Records for the task
• • • • • • •
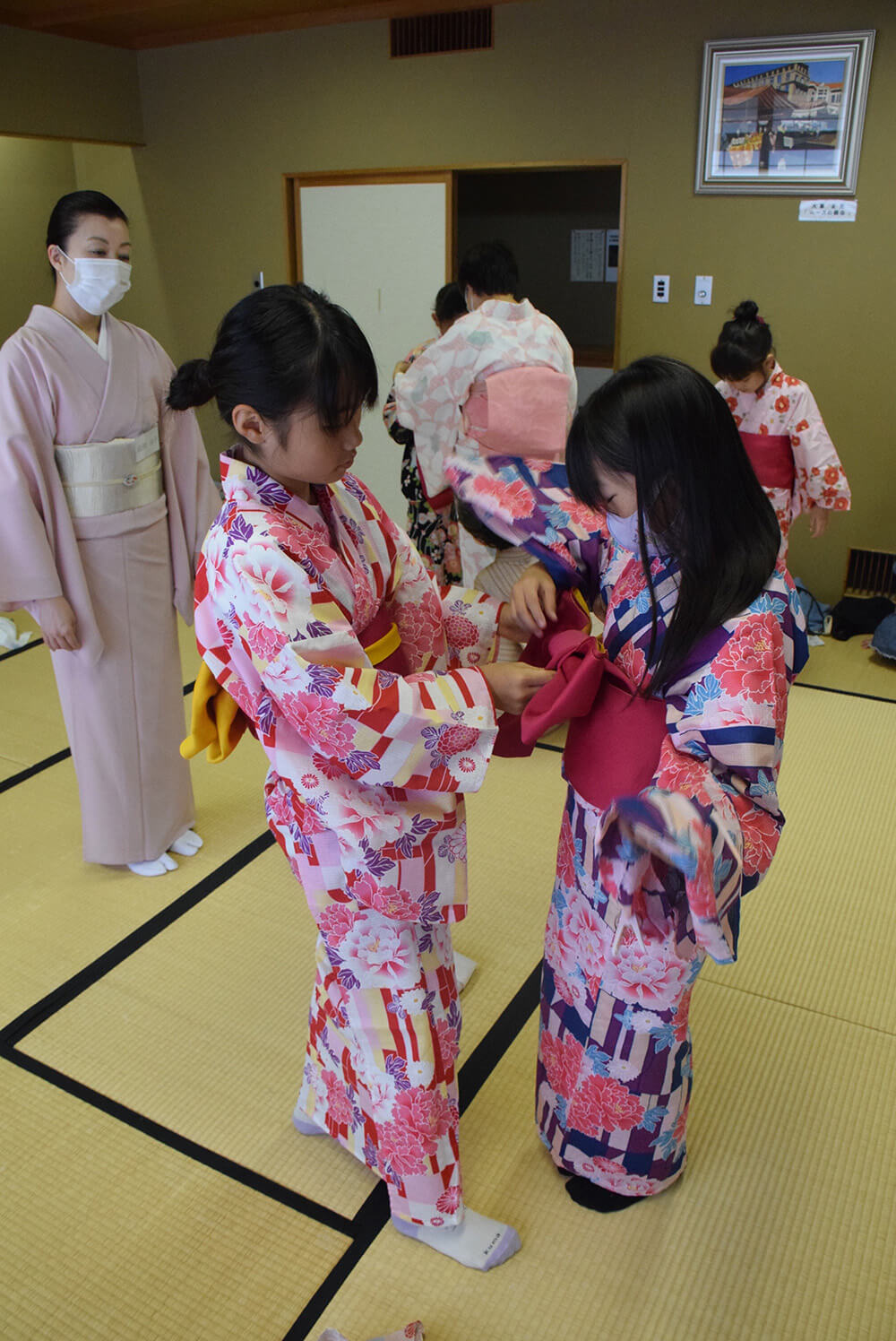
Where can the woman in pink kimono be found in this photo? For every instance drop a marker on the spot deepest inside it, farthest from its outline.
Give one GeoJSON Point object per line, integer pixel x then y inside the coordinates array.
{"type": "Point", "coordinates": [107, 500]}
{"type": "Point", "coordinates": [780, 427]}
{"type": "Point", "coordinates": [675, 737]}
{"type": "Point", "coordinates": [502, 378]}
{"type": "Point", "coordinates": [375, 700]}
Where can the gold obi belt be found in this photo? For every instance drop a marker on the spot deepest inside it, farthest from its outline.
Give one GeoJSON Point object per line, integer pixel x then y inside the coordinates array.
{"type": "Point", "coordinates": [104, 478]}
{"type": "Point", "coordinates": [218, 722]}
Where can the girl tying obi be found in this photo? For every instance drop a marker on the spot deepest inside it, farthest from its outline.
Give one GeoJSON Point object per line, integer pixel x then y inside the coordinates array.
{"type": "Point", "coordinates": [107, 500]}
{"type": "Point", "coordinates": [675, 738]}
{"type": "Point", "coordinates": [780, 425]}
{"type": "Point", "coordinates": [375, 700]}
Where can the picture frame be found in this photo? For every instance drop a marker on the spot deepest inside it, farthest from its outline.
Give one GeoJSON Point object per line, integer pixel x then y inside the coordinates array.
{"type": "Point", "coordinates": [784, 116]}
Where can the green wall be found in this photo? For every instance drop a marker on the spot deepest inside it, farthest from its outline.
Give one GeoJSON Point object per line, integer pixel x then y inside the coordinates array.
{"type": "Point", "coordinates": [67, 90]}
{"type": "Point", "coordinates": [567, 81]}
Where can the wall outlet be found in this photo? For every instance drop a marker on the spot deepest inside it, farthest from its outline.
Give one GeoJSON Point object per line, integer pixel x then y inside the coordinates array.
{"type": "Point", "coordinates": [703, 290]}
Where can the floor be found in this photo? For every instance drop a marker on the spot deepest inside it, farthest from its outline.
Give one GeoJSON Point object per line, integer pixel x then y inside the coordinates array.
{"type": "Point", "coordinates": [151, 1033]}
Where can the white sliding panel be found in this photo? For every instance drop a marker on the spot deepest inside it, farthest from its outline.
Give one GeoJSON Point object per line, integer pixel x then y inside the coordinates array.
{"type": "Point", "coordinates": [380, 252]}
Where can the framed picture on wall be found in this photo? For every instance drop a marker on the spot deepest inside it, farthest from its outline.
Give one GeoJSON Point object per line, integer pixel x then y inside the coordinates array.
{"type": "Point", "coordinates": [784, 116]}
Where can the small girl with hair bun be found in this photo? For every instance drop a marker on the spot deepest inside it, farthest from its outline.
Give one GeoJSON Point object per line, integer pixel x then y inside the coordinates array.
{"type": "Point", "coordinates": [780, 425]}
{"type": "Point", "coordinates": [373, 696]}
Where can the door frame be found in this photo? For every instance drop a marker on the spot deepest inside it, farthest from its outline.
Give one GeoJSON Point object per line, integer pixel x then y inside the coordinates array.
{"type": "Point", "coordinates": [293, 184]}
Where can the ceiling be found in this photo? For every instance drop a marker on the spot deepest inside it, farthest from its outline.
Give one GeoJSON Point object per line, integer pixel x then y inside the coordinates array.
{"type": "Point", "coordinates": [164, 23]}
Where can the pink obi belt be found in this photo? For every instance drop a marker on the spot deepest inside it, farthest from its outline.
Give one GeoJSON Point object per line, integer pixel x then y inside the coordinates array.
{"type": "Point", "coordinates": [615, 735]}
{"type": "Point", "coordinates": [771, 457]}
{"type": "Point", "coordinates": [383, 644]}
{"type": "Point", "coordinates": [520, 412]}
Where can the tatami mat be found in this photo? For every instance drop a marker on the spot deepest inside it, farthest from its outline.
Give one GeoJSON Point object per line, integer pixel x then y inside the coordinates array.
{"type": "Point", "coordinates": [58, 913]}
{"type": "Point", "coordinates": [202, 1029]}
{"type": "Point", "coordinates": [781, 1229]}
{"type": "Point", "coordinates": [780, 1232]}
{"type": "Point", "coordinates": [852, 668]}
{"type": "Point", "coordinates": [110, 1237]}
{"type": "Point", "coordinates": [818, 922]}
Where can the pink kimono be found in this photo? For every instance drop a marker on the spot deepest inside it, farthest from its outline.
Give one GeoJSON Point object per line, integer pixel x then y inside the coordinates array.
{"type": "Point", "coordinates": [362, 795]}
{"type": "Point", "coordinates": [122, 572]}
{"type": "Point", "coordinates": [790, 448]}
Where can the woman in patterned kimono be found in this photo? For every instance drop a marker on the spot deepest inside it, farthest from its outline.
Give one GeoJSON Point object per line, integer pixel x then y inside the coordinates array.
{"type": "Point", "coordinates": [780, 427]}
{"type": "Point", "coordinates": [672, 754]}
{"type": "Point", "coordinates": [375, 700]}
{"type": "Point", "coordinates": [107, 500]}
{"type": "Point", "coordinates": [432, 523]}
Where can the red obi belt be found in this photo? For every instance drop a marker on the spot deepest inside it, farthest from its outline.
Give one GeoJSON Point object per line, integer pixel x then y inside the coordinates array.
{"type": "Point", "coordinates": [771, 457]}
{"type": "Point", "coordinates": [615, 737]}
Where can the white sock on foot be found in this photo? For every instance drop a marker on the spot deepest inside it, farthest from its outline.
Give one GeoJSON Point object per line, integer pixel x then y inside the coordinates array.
• • • • • • •
Exercise description
Retype all of the material above word for word, leaving out the pictures.

Worked answer
Where can the woman in pink kimono be found in this photo? For every instance drop a marker on the spot deepest inside it, farthest from its outline.
Give one GeoJSON Point object per line, integer pixel x then y inside the coordinates array.
{"type": "Point", "coordinates": [107, 500]}
{"type": "Point", "coordinates": [780, 427]}
{"type": "Point", "coordinates": [675, 737]}
{"type": "Point", "coordinates": [502, 378]}
{"type": "Point", "coordinates": [375, 700]}
Where can the gold obi belt be found in this photo? For every instance drop a marker on the spot deepest inside it, farthest from its outline.
Give one GeoJSON Point object per line, integer pixel x then y inside the coordinates array.
{"type": "Point", "coordinates": [104, 478]}
{"type": "Point", "coordinates": [218, 722]}
Where can the girl tying obi be found in this photo? For every instance drop a marker on the spot deepest inside it, farthest from its outline.
Give one GeoJSON Point object per line, integer pixel x then y inside the coordinates array.
{"type": "Point", "coordinates": [107, 500]}
{"type": "Point", "coordinates": [675, 738]}
{"type": "Point", "coordinates": [780, 425]}
{"type": "Point", "coordinates": [375, 700]}
Where can the picture frame be found in this photo? For every instance drop a marker on the spot deepest inside it, farthest from its outline.
Give one GeoJSON Point object per line, integer pixel x then y inside the coordinates array.
{"type": "Point", "coordinates": [784, 116]}
Where can the green wall be found in this photo? For every instance drop a marker on the spot deepest inside it, farthest from its outline.
Give one GeoJSON Point object per line, integer pixel x then y inside the coordinates array.
{"type": "Point", "coordinates": [67, 90]}
{"type": "Point", "coordinates": [567, 81]}
Where can the wall outlet be found in this photo? For every instance drop a marker on the spot deepest inside it, farthest from its outline.
Give one GeoJSON Point object per line, integer pixel x then y inside the coordinates array.
{"type": "Point", "coordinates": [703, 290]}
Where can the floor be found in this photo? For every instance drop a marker on the spot deepest inside it, farthest from its outline.
Give one GeoJSON Point object per line, integer pixel x then y inside the coordinates array.
{"type": "Point", "coordinates": [151, 1033]}
Where can the white sliding panel be found in this photo? For every instance drop a marker on the spot deepest inside it, farthest from its outline.
Give one GeoJSON Point object per line, integer pixel x then y inside the coordinates array.
{"type": "Point", "coordinates": [380, 252]}
Where can the framed picture on wall be found in this photo? For every instance drop a marker on the spot deepest inside it, farthest from its outline.
Give one GeoJSON Point object per line, integer pixel x then y inside the coordinates array.
{"type": "Point", "coordinates": [784, 116]}
Where can the small girl with hair bun be found in this photo? For every instance drop a marker on the spot deepest inside it, farthest from its outline.
Give one GeoJSON Point object per line, integer pixel x then y inside the coordinates array.
{"type": "Point", "coordinates": [780, 425]}
{"type": "Point", "coordinates": [373, 696]}
Where can the door frame be found in this photo? For every instance drop a marker on the spot deepest inside it, farthest from its outline.
Give one GeoJSON Point object per line, integer pixel x then y inside the coordinates array.
{"type": "Point", "coordinates": [293, 184]}
Where can the ceiling be found in this photo? For every instance drop a marker on the spot deepest inside it, farthest from its outline.
Give one GeoJSON Point object per line, integer pixel x then y inside the coordinates array.
{"type": "Point", "coordinates": [164, 23]}
Where can the pink obi belt be found in this photo? For every instance drop a marker on the spot deepest inside it, farthest from its outline.
Give one GeoJSON Point object per line, integer pixel x then y inside the coordinates array.
{"type": "Point", "coordinates": [615, 735]}
{"type": "Point", "coordinates": [771, 457]}
{"type": "Point", "coordinates": [383, 644]}
{"type": "Point", "coordinates": [520, 412]}
Where can the tatami mat be found in this photo? For every instance drop a marker on the spot deepest inside it, farthest from its outline.
Give one GeoJSON Point object per line, integer pixel x then y inside the coordinates array.
{"type": "Point", "coordinates": [58, 913]}
{"type": "Point", "coordinates": [202, 1029]}
{"type": "Point", "coordinates": [781, 1229]}
{"type": "Point", "coordinates": [780, 1232]}
{"type": "Point", "coordinates": [852, 668]}
{"type": "Point", "coordinates": [110, 1237]}
{"type": "Point", "coordinates": [818, 922]}
Where can the pink kimono be found in this photo? For every instance drop a marker on the spot deepest inside it, farthest from its outline.
Give one GeoJSON Point object per line, integer pixel x then y inside the coordinates array.
{"type": "Point", "coordinates": [362, 795]}
{"type": "Point", "coordinates": [122, 572]}
{"type": "Point", "coordinates": [790, 448]}
Where can the woman in patterned kimono be found in this photo? For every instance drop a marker on the spot deepest inside it, farthest from its outline.
Give one GeoJSON Point object per line, integer pixel x then y inside the coordinates array.
{"type": "Point", "coordinates": [780, 427]}
{"type": "Point", "coordinates": [672, 754]}
{"type": "Point", "coordinates": [375, 700]}
{"type": "Point", "coordinates": [107, 500]}
{"type": "Point", "coordinates": [432, 523]}
Where can the red obi belt be found in this photo? For every instance drop a marker on the spot deepest inside it, farthest from its outline.
Give one GeoJSON Point object per line, integer pixel x then y inside the coordinates array.
{"type": "Point", "coordinates": [771, 457]}
{"type": "Point", "coordinates": [615, 737]}
Where can the white sock on foot be found in this photo? For every instance drop a marker on the spot deepest inside it, farthest from its outline.
Give one GeoJSON Point object per line, integer pixel x then y inside the coordinates array.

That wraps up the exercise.